» Pointing entries for labeled objects:

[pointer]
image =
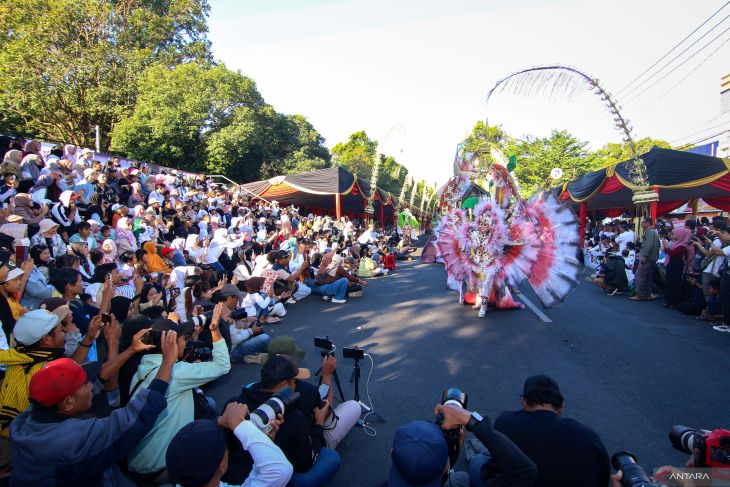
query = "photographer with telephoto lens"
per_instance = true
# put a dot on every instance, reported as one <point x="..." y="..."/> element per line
<point x="565" y="451"/>
<point x="302" y="442"/>
<point x="421" y="452"/>
<point x="148" y="458"/>
<point x="205" y="464"/>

» YOUR TASK: Put every line of the records above into a numbered list, skipping blank lines. Leave the pictures out of your answer.

» FINAL ANSWER:
1. [pointer]
2. image =
3. query = "photographer with telephoto lens"
4. per_instance = true
5. # put a dot on every instance, reported as one <point x="..." y="..."/> element per line
6. <point x="565" y="451"/>
7. <point x="302" y="442"/>
8. <point x="421" y="452"/>
9. <point x="148" y="458"/>
10. <point x="205" y="464"/>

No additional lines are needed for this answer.